- **PASSAGE PROVIDED**:
--- --- ---

One staple of wilderness firefighting, according to Gavin and others, is SPAM® classic.

Since the first smokejumpers took to the sky in 1939 — the experiment that inspired the development of the 101st Airborne Division — SPAM® products have been an important part of the culture and cuisine of backcountry firefighters. The base in Redding, Calif. has a plaque commemorating the commercial introduction of the SPAM® brand just two years before that inaugural jump. Other crews maintain an annual tradition where everyone eats a can in remembrance of those daring pioneers. In the years since, the food has become so synonymous with the job that, during a 2019 fundraising auction in Missoula, one geneous buyer reportedly bid $380 on a case of SPAM® products to add to his collection of firefighting memorabilia.

Versatile Provision

“We eat plenty of it in Alaska,” Gavin says, “but the bases down in Montana and Idaho take it to another level. Their cooking contests are famous.” Every year, rookies face off to see who can create the best backcountry SPAM® recipe. Entries range from SPAM® pizza and kebabs to more elaborate fare, such as SPAM® with goat cheese or an imaginative take on biscuits and gravy. “Every crew has its gourmet chef,” Gavin explains, “and memorable recipes get passed around.”

Some people, on the other hand, prefer to keep it simple. It’s hard to go wrong with rice, beans and SPAM® classic, rounded off with a chocolate bar for dessert. “Smokejumpers have been eating it for as long as we’ve been around, and I don’t see that changing any time soon.”

Firefighters have a deep respect for tradition, true enough, but history and custom are nothing without utility. Parachute technology and firefighting tools have evolved since those early jumps, but the job hasn’t gotten any easier, and SPAM® products remain one of the few provisions that stands up to the challenges of life on the fire line.

--- --- ---

- **INPUT ROWS**:
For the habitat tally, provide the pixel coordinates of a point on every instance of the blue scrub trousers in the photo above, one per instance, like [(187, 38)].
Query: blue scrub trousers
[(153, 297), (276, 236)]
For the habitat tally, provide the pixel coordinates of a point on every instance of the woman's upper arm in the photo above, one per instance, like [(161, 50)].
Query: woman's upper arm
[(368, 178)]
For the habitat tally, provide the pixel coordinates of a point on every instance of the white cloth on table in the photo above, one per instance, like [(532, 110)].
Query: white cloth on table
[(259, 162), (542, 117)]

--- --- ---

- **TASKS TO CARRY OUT**:
a – According to the passage on smokejumpers and SPAM, what does the base in Redding, Calif. have that commemorates the brand's commercial introduction?
b – Count the lines in the listing that contain the string "woman". Case counts. Give only the number.

- **ANSWERS FOR THE EXERCISE**:
a – A plaque.

b – 2